**Data for the task**
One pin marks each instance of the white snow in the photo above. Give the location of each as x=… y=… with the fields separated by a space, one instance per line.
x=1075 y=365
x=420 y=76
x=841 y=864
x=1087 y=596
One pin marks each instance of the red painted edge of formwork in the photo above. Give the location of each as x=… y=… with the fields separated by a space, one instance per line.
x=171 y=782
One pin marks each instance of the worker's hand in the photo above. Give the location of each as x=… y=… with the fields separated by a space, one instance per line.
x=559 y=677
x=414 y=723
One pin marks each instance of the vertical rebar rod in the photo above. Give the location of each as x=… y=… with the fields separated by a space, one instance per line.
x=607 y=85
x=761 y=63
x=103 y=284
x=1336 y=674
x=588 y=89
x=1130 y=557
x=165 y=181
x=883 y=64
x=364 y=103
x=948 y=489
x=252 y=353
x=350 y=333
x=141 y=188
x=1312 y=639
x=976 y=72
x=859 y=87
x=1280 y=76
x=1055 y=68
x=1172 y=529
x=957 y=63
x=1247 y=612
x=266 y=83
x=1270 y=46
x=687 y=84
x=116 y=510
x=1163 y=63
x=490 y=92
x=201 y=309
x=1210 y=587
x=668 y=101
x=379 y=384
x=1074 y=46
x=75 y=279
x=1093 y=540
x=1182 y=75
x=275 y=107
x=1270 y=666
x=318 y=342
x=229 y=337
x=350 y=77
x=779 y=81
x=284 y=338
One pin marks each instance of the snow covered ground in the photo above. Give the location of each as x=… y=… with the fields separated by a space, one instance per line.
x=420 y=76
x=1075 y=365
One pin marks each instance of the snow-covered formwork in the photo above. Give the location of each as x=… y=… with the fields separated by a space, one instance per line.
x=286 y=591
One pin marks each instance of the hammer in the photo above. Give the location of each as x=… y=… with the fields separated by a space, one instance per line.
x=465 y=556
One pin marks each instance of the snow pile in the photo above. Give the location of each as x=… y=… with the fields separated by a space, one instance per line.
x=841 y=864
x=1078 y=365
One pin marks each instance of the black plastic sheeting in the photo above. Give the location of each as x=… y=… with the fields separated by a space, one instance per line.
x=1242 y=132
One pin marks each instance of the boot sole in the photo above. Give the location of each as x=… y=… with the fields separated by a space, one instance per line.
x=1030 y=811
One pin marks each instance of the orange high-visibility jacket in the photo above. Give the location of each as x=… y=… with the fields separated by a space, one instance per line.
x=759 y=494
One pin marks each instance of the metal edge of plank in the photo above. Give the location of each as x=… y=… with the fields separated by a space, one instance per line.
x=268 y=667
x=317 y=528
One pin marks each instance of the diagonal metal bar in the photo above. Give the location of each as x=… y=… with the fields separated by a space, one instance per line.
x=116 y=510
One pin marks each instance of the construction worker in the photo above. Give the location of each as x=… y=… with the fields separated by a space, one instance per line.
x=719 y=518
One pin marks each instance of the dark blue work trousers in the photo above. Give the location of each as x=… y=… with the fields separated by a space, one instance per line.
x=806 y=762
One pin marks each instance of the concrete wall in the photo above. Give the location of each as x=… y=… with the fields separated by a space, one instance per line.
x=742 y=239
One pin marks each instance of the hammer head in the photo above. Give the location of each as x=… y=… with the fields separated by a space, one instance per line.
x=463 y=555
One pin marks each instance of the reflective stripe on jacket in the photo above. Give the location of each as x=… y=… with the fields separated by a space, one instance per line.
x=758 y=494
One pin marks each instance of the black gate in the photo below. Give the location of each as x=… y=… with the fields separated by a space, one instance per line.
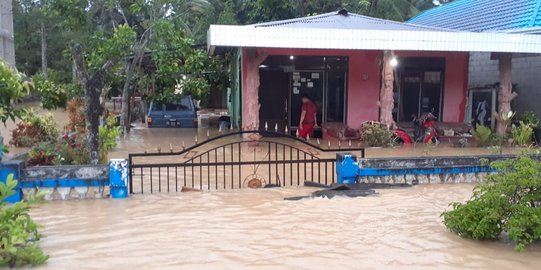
x=236 y=160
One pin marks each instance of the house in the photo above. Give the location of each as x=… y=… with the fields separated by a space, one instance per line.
x=7 y=45
x=355 y=68
x=504 y=16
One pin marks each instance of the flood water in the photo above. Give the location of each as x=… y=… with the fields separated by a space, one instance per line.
x=257 y=229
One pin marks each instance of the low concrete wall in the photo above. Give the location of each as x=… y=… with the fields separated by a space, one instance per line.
x=429 y=170
x=66 y=182
x=449 y=178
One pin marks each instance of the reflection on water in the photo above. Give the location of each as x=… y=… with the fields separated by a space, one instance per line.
x=257 y=229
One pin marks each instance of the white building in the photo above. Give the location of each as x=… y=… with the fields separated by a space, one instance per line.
x=7 y=45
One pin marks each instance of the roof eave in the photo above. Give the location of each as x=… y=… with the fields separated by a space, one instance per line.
x=356 y=39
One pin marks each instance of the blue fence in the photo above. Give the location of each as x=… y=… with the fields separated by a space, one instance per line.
x=115 y=176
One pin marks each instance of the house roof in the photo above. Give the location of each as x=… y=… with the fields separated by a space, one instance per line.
x=345 y=20
x=483 y=16
x=340 y=30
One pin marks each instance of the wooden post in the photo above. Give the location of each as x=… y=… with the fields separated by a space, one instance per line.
x=386 y=98
x=250 y=114
x=505 y=94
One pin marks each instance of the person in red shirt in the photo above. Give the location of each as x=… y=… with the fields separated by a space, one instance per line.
x=308 y=117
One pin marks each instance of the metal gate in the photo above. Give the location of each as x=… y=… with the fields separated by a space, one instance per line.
x=237 y=160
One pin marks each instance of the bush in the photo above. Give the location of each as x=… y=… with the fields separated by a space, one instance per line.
x=53 y=96
x=529 y=118
x=522 y=134
x=42 y=154
x=34 y=128
x=72 y=148
x=482 y=135
x=375 y=134
x=510 y=201
x=76 y=116
x=19 y=236
x=109 y=133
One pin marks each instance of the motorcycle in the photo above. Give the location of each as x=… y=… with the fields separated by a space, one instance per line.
x=424 y=130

**What the exercise asks**
Make an exact copy of the records shown above, without the pictures.

**Solution to this task**
One pin marks each instance of the white snow in the photo above. Give the location of each as x=… y=… with the fields separated by a space, one instance per line.
x=1075 y=365
x=420 y=76
x=841 y=864
x=1087 y=596
One pin marks each instance of the red painted edge of formwork in the photo above. Give the location of each as x=… y=… with the fields separated by a space, one instance per line.
x=171 y=782
One pin marks each instance of the worker's hand in the photo above. Give the location of each as x=… y=… with the fields separated by a space, one instance per line.
x=559 y=677
x=414 y=723
One pin marks each instance of the vertical rebar rod in the photo above. Give the location of each as x=… y=… with the fields separated by a space, one instance per line.
x=607 y=85
x=761 y=63
x=103 y=284
x=1336 y=674
x=588 y=89
x=1130 y=557
x=165 y=181
x=883 y=64
x=364 y=103
x=948 y=489
x=252 y=353
x=350 y=333
x=141 y=188
x=1312 y=639
x=976 y=72
x=859 y=87
x=1280 y=76
x=1055 y=68
x=1172 y=529
x=957 y=63
x=1247 y=612
x=266 y=83
x=1270 y=46
x=687 y=84
x=116 y=510
x=1163 y=63
x=490 y=92
x=201 y=309
x=1210 y=587
x=668 y=101
x=379 y=384
x=1074 y=46
x=75 y=279
x=1093 y=540
x=1182 y=75
x=275 y=107
x=1270 y=666
x=318 y=342
x=229 y=337
x=350 y=77
x=779 y=81
x=284 y=338
One pin marks each instance of the snow covered ground in the photo above. Give the location of each as x=… y=… with the fields separated by a space, one instance per line.
x=420 y=76
x=1075 y=365
One pin marks each instance of the snow-covered formwork in the photo above. Give the location of each as x=… y=… with the fields separated by a space, one instance per line.
x=286 y=591
One pin marks each instance of the hammer in the photo above. Give the location of each as x=… y=… with the fields separated by a space, one instance per line.
x=465 y=556
One pin marks each instance of the snow pile in the photo above. Give the location of each as x=… y=… with the fields separated by a space, one instance per line.
x=841 y=864
x=1078 y=365
One pin marks each instance of the black plastic sheeting in the photo above. Give the location of each as x=… y=… with the fields separated by a space, one instance per line.
x=1242 y=132
One pin marks each instance of the boot sole in the photo above. Give the location of each as x=… y=… with the fields separated by a space, one instance per line.
x=1030 y=811
One pin marks each instance of the orange high-visibility jacket in the photo above. Give the location of each as x=… y=… with the fields separated by a space, one instance per line.
x=759 y=494
One pin marks each instance of the metal edge of plank in the photo above. Give the location of each as x=… y=… with the fields separated by a space, one instance per line.
x=268 y=667
x=317 y=528
One pin marks each instance of the diagonal metal bar in the photo above. Give the location of each as x=… y=… with the fields separated by a space, one instance per line.
x=116 y=510
One pin marks each instance of the construction worker in the photo above. Give the location of each as x=… y=… with the fields separated by a space, one instance per line.
x=719 y=518
One pin marks each instance of the dark blue work trousers in the photo above. Give the location of each as x=… y=… with the fields separated by a space, one instance per line.
x=806 y=762
One pin marks each instance of the concrete wall in the photo above. Give the location of each as x=… y=… with the fields separated by a space, one instance per line.
x=742 y=239
One pin marks each instance of the hammer head in the photo above. Give the location of each as x=… y=… with the fields separated by a space, one instance per line.
x=463 y=555
One pin marks each instance of the reflective stripe on jacket in the photo above. Give the location of each as x=… y=… with the fields separated by a space, one instance per line.
x=758 y=494
One pin marks each instance of the black gate in the photo below. Give the location of each as x=… y=… with the fields separated by a space, one instance per line.
x=236 y=160
One pin marks each instance of the house in the photo above. Give the location of each as x=… y=… with the fields separated by a space, one instance per line.
x=7 y=45
x=355 y=68
x=504 y=16
One pin marks each instance of the flood water in the photo above. Give the location of each as x=… y=… with the fields separated by a space, one instance per line.
x=257 y=229
One pin marks each instance of the low concrete wall in the photo above. Give the location of each as x=… y=… with the fields separated by a space, one instance per line.
x=429 y=170
x=66 y=182
x=449 y=178
One pin marks each instance of the reflection on water in the photo above. Give the location of each as x=… y=… with the fields separated by a space, one instance per line.
x=257 y=229
One pin marks each instance of the white building in the photo above. Give the location of each as x=… y=… with the fields separated by a space, one instance per line.
x=7 y=45
One pin marks each instance of the roof eave in the photo above. Give the location of each as x=… y=… with the fields separated by a space, one instance per line.
x=356 y=39
One pin marks each instance of the blue fence in the photo above. Give the location of each as x=… y=… with the fields separated by a space, one instance per line.
x=115 y=176
One pin marks each instance of the house roof in the photo above. Give the location of each as x=… y=… with the fields separated by a space, one instance per line.
x=345 y=20
x=483 y=16
x=340 y=30
One pin marks each instance of the wooden post in the photo above. Give the location of each as x=… y=… with the fields separated by a space, one instance per line.
x=386 y=98
x=250 y=114
x=505 y=94
One pin marks each instance of the person in red shirt in the photo above. Give the location of each as x=… y=… with the fields separated by a space, one instance per line.
x=308 y=117
One pin marks each instance of the metal gate in the photo above. Give the location of each as x=… y=… with the fields separated by a space, one instance per line.
x=237 y=160
One pin marks each instance of the bush in the photo above. Give the location of each as x=… y=… with the fields separated by a space, one instance per line.
x=53 y=96
x=529 y=118
x=522 y=134
x=42 y=154
x=34 y=128
x=72 y=148
x=482 y=135
x=375 y=134
x=510 y=201
x=76 y=116
x=19 y=236
x=109 y=133
One pin marks each instance of the motorcycle in the photo above. Give the location of each as x=… y=… with the fields separated by a space, one instance per line.
x=424 y=130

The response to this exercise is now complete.